Objective: Reproduce all the items below, swapping "with a dot" for "with a single point" wherever it appears and changing nothing else. Leave the pictures out.

Recorded information:
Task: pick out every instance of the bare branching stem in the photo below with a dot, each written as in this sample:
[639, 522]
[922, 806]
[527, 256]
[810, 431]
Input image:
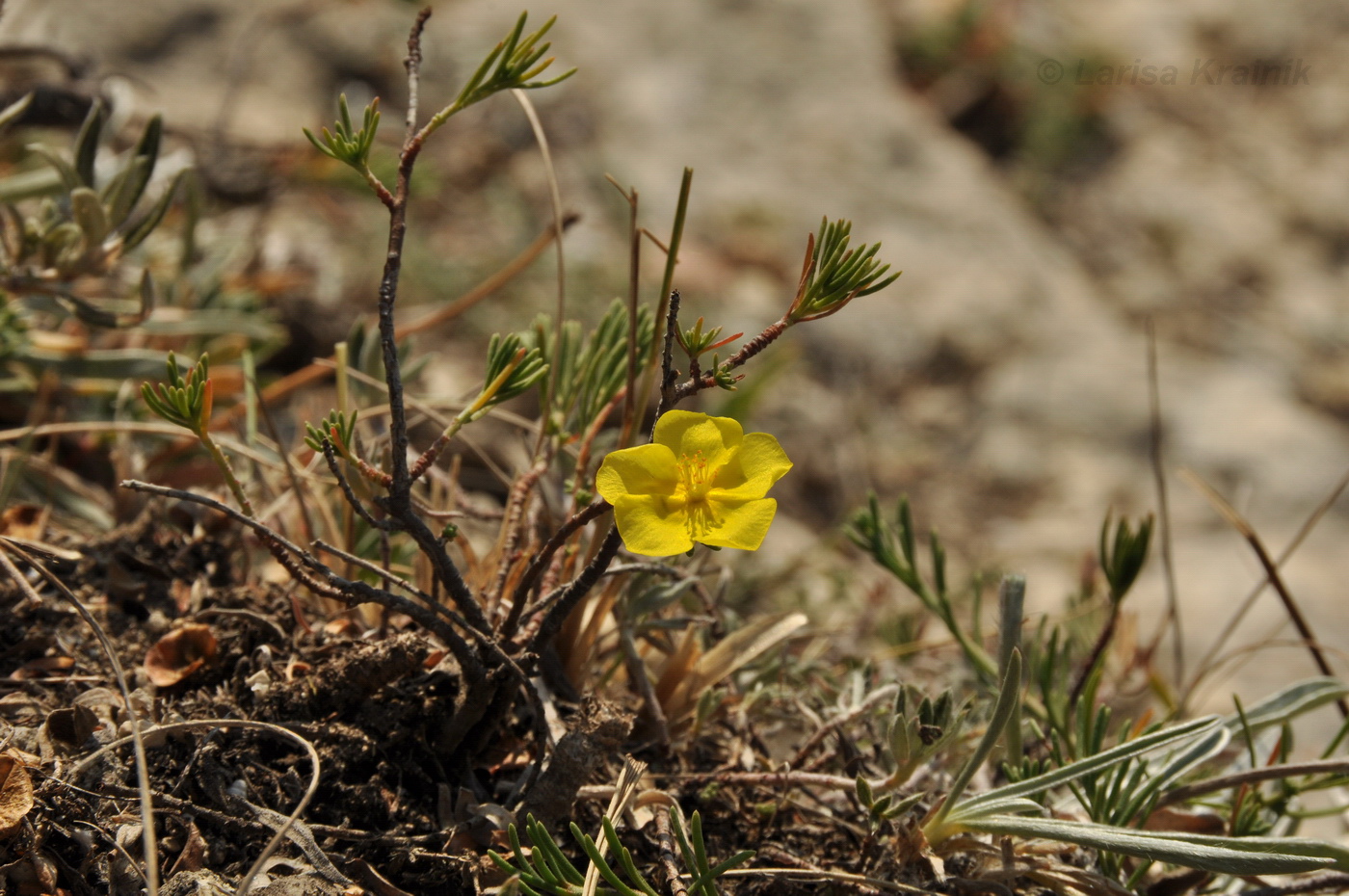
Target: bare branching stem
[542, 559]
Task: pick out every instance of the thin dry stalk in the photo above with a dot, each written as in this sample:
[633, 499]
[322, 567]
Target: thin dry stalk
[209, 725]
[1247, 532]
[1155, 454]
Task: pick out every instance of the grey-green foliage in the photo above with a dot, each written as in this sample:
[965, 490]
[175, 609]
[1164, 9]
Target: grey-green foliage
[589, 370]
[1120, 785]
[893, 544]
[71, 222]
[1123, 556]
[545, 868]
[83, 227]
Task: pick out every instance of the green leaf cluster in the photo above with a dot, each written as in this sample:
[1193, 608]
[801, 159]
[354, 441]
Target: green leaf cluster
[893, 544]
[590, 370]
[337, 430]
[184, 401]
[346, 142]
[512, 367]
[513, 65]
[545, 871]
[1124, 555]
[920, 729]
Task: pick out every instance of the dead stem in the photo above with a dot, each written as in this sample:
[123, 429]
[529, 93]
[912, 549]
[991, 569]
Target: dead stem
[1155, 454]
[1247, 532]
[147, 822]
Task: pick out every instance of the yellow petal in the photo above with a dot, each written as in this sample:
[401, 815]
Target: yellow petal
[688, 434]
[741, 524]
[752, 468]
[650, 525]
[645, 470]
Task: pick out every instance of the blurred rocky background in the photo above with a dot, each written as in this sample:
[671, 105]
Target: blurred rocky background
[1043, 193]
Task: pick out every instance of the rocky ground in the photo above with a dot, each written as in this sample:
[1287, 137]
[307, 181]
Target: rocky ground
[1002, 380]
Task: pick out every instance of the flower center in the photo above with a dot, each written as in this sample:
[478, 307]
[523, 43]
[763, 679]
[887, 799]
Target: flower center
[695, 477]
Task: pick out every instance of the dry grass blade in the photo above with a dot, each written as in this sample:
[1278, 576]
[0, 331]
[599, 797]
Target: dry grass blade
[1155, 455]
[147, 824]
[208, 725]
[1308, 525]
[1247, 532]
[627, 780]
[319, 370]
[726, 657]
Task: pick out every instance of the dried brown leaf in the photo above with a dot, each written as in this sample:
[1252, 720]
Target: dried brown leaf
[179, 654]
[15, 794]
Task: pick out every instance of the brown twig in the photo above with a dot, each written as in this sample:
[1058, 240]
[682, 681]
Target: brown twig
[1247, 532]
[1331, 883]
[670, 864]
[1308, 525]
[1255, 777]
[1155, 445]
[137, 740]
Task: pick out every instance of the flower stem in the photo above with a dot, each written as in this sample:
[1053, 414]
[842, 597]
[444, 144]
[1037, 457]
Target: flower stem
[226, 471]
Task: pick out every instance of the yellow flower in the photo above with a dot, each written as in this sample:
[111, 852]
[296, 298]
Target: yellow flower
[701, 479]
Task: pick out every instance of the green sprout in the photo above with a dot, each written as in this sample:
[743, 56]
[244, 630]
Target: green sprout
[697, 343]
[344, 142]
[917, 733]
[1123, 556]
[182, 401]
[545, 869]
[833, 275]
[186, 401]
[512, 369]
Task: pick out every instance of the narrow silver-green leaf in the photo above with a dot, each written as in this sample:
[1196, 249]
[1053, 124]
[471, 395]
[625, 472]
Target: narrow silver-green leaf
[1228, 858]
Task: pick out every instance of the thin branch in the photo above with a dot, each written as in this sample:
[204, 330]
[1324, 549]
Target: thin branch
[1255, 777]
[1247, 532]
[577, 589]
[211, 725]
[542, 559]
[1155, 443]
[331, 459]
[319, 371]
[1308, 525]
[147, 821]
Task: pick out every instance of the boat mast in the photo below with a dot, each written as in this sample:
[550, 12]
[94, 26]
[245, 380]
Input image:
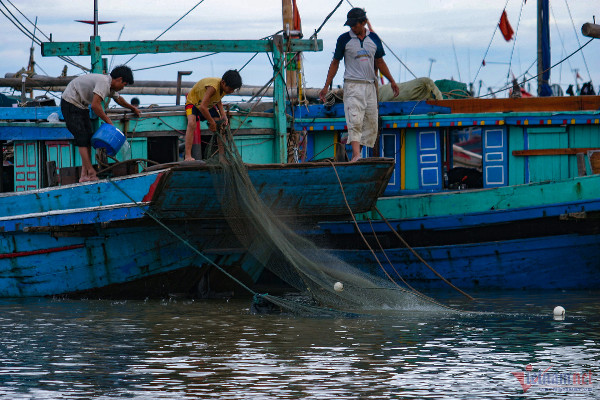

Answer to this problem:
Task: pick out every instance of the bare branching stem in the photo below with a single point, each written as in this sample:
[639, 522]
[922, 806]
[527, 256]
[810, 431]
Input image:
Target: bare branching stem
[542, 559]
Task: pick out every instance of the thin dry stalk in the photo above with a single point, each written as in this sample:
[633, 499]
[322, 567]
Target: thin dry stalk
[209, 725]
[1247, 532]
[1155, 454]
Task: pick out every instance of the grey-green foliage in the photo above with a single point, each written as in this sample:
[965, 490]
[175, 609]
[1164, 9]
Target: grey-green foliage
[589, 370]
[1120, 785]
[893, 544]
[71, 222]
[1123, 556]
[545, 868]
[83, 227]
Task: pick out every instance of the green leaf cluster in the photo above with a single point, each written as in this sample:
[1193, 608]
[801, 159]
[354, 441]
Target: green leaf cluster
[893, 544]
[590, 370]
[337, 430]
[184, 401]
[346, 142]
[512, 367]
[513, 65]
[545, 871]
[1124, 555]
[920, 729]
Task: pick out every instance of the dead stem in the photo above with a single point, each written as in this sample:
[123, 429]
[529, 93]
[912, 549]
[991, 569]
Target: dead stem
[1155, 454]
[1247, 532]
[147, 822]
Task: pick out every instance of the yellow petal in the photo above with a single point, each written as in this sample:
[401, 815]
Target: yellow petal
[688, 434]
[741, 524]
[752, 468]
[650, 525]
[645, 470]
Task: pick out every instance of the blurred rocky background in the photo above with a single point, each written as in this sample:
[671, 105]
Target: blurred rocky background
[1043, 193]
Task: pick out every instance of the rocky ground in the photo above with a single point, each written as in this sample:
[1287, 137]
[307, 181]
Target: rocky ground
[1002, 380]
Task: pick out every instance of the flower center in the photo above with a single point, each written as in this sample:
[478, 307]
[523, 43]
[763, 679]
[887, 799]
Target: flower center
[695, 477]
Task: pick out every instance of the dry grass blade in the photo above with a single point, each written as in this sample:
[1278, 576]
[0, 331]
[599, 797]
Target: dry grass blade
[1155, 455]
[147, 824]
[208, 725]
[1308, 525]
[1247, 532]
[627, 780]
[319, 370]
[726, 657]
Task: pick out every instance of the dried brown leaf in the photo above with a single point, each written as in this sample:
[1252, 720]
Target: dried brown leaf
[179, 654]
[15, 794]
Task: pick out every instance of the brown twig in the photo above with a single point, each written as in this sample:
[1058, 240]
[682, 681]
Target: brown twig
[1247, 532]
[1331, 883]
[670, 864]
[1308, 525]
[1255, 777]
[1155, 445]
[137, 740]
Task: pick out every instance of the flower stem in the photo above with a single point, each written as in this sample:
[1053, 414]
[842, 597]
[444, 144]
[1037, 457]
Target: flower stem
[226, 471]
Task: pick out every instance of the yellow flower in the photo above with a single point, each written as in this sample:
[111, 852]
[296, 298]
Target: yellow flower
[701, 479]
Task: pick out every instance of the green sprout in the photo above with a single point, each written as in this sample:
[743, 56]
[244, 630]
Target: green sprout
[697, 343]
[344, 142]
[917, 733]
[1123, 556]
[182, 401]
[545, 869]
[833, 275]
[186, 401]
[512, 369]
Task: pick out every instance of the narrow silver-green leaf in the photo above with a single point, each written as in this sample:
[1196, 249]
[1053, 124]
[471, 395]
[625, 472]
Target: narrow silver-green leaf
[1228, 858]
Task: pick out every instance of the thin branch in the photo above with a single point, each written as in this sample:
[204, 330]
[1324, 549]
Target: thin branch
[1255, 777]
[1247, 532]
[577, 589]
[211, 725]
[542, 559]
[1155, 443]
[331, 459]
[319, 371]
[1308, 525]
[147, 821]
Task: pick out every instance of the boat mast in the photo below with a single point, each written as in this sample:
[550, 12]
[94, 26]
[245, 380]
Input image:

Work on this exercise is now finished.